Supplied material ::
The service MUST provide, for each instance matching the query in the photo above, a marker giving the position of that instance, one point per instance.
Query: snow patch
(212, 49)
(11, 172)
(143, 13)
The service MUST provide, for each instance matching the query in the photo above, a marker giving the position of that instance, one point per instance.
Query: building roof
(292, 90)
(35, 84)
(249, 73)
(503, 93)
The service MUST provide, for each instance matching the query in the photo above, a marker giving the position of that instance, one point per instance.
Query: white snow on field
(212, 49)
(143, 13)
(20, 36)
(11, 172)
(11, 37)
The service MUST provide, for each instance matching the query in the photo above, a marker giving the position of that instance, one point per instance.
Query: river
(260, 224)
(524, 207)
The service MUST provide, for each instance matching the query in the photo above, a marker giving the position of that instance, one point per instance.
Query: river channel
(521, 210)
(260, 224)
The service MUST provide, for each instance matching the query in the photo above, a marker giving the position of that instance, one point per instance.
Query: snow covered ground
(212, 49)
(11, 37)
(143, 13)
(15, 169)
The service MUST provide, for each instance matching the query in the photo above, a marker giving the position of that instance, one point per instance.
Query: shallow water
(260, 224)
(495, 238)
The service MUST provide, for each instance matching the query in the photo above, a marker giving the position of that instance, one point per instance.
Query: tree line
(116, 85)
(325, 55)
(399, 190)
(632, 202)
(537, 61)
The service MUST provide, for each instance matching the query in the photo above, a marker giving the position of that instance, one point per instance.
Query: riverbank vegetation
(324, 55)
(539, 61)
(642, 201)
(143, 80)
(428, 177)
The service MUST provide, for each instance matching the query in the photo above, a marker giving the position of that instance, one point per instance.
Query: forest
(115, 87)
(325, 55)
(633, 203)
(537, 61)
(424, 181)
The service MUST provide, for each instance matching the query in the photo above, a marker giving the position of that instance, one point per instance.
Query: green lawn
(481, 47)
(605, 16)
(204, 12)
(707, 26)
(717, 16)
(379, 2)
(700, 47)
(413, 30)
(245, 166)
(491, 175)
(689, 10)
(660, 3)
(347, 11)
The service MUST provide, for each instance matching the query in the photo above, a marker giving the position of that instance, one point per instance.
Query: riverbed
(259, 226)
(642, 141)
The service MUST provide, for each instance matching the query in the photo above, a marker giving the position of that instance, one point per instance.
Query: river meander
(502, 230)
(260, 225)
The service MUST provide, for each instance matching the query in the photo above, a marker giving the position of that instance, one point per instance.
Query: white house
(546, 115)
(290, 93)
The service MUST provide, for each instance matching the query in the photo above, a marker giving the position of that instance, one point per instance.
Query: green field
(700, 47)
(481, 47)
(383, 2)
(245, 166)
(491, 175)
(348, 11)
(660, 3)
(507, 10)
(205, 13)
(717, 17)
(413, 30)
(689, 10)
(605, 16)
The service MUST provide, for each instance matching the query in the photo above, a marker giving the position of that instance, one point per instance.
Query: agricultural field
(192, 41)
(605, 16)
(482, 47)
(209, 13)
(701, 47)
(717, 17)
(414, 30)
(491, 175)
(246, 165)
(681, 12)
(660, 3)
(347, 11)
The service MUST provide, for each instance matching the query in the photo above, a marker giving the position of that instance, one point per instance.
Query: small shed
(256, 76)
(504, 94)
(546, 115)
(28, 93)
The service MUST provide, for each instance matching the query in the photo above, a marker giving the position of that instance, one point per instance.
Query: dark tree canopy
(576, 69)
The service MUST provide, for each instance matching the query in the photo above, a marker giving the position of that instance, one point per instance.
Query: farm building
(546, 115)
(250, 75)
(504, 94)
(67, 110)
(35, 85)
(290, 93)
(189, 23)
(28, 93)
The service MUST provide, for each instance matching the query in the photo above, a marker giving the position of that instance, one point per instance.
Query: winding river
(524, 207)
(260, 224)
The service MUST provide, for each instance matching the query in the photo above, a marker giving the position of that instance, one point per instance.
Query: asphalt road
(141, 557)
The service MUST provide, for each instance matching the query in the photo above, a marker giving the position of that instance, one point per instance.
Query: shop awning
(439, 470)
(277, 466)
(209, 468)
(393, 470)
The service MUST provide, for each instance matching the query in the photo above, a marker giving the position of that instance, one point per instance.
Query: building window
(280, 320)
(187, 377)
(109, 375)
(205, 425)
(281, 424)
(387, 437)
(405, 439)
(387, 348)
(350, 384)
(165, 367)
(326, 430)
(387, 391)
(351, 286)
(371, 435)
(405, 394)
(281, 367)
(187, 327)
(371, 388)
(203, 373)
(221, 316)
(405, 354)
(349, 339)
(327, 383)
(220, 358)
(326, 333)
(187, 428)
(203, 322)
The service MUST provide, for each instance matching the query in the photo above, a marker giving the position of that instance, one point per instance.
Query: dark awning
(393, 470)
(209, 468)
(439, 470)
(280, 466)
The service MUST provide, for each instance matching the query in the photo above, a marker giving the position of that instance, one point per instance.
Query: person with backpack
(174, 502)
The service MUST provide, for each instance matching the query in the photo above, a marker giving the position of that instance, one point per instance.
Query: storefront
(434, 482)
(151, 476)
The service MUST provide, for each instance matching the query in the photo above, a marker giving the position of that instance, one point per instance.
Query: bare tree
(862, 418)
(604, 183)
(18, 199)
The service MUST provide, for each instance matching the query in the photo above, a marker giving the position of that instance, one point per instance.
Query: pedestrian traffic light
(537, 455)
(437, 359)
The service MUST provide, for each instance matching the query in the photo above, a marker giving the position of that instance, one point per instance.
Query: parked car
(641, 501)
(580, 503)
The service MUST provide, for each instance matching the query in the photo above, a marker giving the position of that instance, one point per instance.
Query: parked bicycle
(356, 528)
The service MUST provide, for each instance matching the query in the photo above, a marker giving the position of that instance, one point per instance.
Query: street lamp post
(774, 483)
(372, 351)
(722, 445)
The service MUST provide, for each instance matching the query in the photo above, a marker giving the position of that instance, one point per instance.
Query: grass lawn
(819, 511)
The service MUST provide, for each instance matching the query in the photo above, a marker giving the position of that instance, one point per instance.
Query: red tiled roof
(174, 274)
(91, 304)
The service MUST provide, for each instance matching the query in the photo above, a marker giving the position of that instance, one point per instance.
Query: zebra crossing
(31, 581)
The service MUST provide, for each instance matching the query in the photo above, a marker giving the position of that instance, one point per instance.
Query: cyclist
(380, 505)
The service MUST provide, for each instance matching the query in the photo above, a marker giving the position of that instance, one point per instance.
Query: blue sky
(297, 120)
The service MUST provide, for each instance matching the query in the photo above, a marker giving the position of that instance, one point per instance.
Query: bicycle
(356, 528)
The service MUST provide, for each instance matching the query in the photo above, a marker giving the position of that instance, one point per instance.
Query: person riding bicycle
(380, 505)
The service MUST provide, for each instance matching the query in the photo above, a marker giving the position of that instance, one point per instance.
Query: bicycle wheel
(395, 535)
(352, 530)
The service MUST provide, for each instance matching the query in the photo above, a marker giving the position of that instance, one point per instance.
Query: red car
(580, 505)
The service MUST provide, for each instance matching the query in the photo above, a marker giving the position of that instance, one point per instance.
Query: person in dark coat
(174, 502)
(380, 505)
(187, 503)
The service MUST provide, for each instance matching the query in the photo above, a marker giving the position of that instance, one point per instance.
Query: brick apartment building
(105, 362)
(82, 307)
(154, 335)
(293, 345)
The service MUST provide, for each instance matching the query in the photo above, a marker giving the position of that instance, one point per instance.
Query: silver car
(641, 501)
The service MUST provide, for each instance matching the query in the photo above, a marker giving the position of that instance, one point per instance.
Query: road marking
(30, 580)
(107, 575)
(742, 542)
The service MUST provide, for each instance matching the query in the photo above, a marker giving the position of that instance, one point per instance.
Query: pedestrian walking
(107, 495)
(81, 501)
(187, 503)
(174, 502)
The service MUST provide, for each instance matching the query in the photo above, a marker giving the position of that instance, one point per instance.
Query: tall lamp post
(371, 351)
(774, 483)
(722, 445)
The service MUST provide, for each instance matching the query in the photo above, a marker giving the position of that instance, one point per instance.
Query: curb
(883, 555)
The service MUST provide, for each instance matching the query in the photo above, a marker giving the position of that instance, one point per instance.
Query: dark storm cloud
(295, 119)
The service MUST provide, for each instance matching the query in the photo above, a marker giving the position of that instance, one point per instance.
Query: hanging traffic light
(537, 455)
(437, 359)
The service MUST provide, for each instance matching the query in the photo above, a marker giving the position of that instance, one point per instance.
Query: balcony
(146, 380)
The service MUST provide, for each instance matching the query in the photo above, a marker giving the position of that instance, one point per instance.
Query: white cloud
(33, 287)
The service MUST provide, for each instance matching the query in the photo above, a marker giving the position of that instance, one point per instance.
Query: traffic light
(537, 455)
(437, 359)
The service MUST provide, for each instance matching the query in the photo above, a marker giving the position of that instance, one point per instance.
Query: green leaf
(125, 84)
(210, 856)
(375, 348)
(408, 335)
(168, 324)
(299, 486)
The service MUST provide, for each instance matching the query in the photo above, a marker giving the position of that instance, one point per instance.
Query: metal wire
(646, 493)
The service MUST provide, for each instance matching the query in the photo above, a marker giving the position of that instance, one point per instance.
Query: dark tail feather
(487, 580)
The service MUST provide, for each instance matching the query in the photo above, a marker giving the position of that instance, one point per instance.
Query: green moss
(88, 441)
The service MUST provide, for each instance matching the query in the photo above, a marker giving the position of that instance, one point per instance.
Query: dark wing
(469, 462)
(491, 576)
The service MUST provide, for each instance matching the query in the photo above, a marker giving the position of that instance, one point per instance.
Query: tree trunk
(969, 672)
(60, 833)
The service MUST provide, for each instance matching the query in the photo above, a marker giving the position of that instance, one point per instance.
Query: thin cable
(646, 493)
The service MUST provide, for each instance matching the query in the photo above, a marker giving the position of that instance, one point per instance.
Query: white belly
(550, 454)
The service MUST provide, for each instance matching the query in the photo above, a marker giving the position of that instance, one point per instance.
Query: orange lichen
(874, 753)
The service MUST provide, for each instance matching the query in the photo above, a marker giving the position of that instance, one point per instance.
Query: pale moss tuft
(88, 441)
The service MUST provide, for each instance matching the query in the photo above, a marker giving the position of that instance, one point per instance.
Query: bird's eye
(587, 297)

Work instructions :: From the line that contains "Query: metal wire" down to the last line of the material above, copy every line word for word, both ends included.

Result for this exercise ::
Query: metal wire
(646, 493)
The service MUST provide, for each instance matching the query in the photo above, a marker giving the position of that instance, one point per instance.
Query: dark tail feather
(487, 580)
The service MUST provide, for each instance matching the query in the photo above, a marker giving the position of that instance, one point per instance.
Query: green moss
(88, 441)
The service MUST provide, for each instance matching the query in the photo above, a marker giving the position of that instance, one point per instance.
Query: dark wing
(469, 462)
(491, 576)
The service MUST provide, for each instance matching the query in the photo above, a marker giving the position of that instance, one point per instance.
Query: tree trunk
(969, 672)
(60, 833)
The service MUST provide, for each instance matching the query in the photo above, a marker giving the position of that instance, one point per instance.
Query: thin cable
(646, 493)
The service MUST provide, for each instance matching the query in the photo above, a marker giving the position of that instance, one point per instance.
Query: white belly
(550, 454)
The service MUST provide, for each instance matching the query in the photo above, a marker giving the position of that instance, one point per instance.
Query: orange lichen
(874, 753)
The service MUST provide, for each instance matching the query in the photo above, a marker giving the position of that instance, one point per instance.
Query: pale moss tuft
(88, 441)
The service MUST provide, for each instance matching the query in the photo above, a marker giving the position of that instance, one point per instance.
Query: bird's eye
(587, 297)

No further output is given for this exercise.